____ SUPPLIED DATA

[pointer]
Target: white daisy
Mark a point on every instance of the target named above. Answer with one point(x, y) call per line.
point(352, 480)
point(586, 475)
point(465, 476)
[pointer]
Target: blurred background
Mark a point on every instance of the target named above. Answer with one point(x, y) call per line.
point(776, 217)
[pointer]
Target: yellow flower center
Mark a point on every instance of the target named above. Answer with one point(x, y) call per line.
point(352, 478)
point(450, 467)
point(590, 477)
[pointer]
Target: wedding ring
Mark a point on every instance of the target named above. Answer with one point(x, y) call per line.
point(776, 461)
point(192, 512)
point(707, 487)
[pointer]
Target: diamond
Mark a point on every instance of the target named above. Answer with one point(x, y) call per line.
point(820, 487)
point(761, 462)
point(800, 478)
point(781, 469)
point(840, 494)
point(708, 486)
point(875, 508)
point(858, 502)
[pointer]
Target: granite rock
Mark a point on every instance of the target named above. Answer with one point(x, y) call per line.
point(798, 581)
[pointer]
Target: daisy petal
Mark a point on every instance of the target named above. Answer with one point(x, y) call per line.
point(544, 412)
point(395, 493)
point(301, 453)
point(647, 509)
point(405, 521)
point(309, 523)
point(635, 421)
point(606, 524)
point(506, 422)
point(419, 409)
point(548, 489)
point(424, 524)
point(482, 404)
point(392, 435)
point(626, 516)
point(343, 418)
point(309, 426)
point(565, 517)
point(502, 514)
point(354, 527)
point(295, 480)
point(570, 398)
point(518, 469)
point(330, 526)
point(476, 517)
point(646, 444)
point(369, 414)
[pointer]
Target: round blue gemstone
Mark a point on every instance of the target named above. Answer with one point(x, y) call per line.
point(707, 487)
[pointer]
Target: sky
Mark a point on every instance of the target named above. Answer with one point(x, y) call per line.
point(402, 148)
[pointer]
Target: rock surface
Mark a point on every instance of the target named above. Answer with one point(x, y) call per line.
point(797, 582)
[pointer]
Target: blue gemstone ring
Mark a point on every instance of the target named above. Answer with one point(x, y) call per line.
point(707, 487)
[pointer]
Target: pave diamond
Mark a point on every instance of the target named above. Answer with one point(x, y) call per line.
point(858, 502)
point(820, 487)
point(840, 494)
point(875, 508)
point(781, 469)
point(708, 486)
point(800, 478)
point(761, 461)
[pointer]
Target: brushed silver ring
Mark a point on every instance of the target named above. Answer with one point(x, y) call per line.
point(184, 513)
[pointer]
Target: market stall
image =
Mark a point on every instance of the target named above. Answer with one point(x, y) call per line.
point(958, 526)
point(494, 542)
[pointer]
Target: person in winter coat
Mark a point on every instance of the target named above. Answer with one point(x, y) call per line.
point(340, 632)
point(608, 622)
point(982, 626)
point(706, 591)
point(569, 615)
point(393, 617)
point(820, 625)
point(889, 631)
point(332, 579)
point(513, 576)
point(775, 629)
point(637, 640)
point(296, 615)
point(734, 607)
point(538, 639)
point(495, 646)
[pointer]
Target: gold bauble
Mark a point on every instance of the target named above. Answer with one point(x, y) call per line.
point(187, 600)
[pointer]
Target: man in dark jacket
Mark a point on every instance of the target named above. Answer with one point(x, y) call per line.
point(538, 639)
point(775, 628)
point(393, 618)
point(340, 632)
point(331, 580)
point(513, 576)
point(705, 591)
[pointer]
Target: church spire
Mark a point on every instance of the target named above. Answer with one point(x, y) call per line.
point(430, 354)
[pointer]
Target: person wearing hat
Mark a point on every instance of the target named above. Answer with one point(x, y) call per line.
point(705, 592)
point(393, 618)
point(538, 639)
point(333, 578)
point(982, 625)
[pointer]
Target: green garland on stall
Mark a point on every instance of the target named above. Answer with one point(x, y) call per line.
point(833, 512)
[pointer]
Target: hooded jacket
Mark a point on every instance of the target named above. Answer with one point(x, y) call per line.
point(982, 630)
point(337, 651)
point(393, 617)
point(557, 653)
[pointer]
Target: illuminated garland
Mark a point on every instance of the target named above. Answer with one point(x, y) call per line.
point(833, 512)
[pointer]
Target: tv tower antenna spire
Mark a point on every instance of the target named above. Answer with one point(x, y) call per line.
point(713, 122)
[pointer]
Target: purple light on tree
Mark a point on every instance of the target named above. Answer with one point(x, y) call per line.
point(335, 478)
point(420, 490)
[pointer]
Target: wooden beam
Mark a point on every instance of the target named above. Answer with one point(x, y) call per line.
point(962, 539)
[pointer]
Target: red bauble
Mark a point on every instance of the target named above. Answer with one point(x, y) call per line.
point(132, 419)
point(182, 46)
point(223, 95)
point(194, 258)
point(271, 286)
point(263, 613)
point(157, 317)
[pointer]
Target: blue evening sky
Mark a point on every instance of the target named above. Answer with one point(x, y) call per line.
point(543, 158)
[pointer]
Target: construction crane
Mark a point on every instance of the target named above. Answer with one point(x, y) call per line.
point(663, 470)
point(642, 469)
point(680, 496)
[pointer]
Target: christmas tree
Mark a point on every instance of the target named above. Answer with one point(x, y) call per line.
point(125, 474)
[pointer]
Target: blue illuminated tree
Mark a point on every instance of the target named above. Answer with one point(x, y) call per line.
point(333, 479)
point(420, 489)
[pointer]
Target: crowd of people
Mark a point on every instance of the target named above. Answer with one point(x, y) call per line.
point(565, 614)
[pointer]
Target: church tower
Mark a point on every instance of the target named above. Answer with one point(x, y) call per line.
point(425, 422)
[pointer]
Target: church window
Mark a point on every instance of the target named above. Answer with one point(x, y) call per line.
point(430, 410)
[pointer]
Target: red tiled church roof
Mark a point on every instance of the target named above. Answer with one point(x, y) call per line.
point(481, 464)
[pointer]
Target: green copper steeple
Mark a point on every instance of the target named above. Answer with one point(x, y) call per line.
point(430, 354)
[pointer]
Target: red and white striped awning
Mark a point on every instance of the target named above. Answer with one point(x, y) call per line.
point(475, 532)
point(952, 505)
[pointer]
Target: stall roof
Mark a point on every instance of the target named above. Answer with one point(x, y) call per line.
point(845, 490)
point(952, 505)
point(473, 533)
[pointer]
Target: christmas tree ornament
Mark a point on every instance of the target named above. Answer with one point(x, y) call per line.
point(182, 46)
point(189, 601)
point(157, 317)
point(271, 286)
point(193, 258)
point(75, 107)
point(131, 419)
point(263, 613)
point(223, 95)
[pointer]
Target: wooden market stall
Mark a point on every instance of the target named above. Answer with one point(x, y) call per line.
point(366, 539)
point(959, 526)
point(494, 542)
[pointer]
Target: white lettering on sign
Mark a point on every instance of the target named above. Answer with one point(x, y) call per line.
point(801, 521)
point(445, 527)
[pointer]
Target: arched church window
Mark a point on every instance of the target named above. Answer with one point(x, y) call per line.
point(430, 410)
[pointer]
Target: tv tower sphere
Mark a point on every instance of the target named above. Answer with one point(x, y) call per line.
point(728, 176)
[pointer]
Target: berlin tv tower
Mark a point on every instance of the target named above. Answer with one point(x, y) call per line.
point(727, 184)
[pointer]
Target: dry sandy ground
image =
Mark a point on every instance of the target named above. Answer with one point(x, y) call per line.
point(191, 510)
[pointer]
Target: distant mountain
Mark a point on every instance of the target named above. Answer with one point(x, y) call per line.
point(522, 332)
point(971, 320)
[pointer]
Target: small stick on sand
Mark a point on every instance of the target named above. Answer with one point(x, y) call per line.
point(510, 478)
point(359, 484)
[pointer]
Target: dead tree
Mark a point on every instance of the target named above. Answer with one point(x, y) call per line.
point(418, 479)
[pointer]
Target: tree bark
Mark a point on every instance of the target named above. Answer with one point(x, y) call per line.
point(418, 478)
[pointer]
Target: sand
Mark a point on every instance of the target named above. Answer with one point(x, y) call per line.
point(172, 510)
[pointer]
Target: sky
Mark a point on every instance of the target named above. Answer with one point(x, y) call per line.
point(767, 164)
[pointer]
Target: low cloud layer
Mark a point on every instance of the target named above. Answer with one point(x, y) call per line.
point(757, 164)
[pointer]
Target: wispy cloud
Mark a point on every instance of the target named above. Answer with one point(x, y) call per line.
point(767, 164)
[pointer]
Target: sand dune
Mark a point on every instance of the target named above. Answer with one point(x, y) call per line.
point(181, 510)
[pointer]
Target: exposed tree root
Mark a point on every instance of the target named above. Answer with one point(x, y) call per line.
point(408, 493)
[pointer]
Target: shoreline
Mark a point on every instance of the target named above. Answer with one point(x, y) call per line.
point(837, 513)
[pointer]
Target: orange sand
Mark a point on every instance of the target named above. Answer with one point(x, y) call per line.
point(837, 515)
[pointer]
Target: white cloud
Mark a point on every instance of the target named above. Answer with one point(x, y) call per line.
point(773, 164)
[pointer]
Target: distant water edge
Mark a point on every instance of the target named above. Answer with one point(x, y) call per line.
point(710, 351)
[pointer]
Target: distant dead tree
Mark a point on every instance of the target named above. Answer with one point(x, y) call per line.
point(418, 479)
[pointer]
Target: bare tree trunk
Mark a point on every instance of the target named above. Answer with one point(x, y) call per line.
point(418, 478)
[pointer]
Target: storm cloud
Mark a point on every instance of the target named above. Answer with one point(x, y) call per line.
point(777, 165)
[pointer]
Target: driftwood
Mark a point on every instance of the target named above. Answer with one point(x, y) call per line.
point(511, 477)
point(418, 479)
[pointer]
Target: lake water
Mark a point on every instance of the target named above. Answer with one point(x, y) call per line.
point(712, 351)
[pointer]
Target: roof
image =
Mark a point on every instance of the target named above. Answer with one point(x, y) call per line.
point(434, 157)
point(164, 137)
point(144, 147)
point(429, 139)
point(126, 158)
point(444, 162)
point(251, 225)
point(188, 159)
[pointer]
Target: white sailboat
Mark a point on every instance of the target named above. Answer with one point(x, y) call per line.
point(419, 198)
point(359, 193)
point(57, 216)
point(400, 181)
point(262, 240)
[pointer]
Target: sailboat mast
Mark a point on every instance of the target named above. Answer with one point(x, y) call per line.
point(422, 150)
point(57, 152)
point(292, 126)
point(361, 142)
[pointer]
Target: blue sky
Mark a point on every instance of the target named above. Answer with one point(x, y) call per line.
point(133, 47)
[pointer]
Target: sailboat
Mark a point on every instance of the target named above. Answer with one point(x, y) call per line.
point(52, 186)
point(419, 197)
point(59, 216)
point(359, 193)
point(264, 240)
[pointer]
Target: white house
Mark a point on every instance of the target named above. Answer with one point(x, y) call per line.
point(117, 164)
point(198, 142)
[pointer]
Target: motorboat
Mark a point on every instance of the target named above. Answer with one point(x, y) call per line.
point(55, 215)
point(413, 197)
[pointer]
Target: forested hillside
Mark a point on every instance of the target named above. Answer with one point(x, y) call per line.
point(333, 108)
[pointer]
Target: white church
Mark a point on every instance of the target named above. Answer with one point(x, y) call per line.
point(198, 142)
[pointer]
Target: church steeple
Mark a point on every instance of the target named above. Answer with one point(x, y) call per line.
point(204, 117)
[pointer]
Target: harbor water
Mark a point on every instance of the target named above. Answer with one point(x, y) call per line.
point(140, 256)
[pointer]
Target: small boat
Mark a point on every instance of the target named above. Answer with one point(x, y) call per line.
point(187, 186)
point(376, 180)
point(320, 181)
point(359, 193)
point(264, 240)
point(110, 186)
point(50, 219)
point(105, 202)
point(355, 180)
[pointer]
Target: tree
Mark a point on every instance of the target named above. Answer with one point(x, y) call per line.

________

TASK TO CARRY OUT — Report how many lines in the records above contain the word "wooden", treating uppercase and lowercase as different. Give only the number.

EXPECTED ANSWER — 2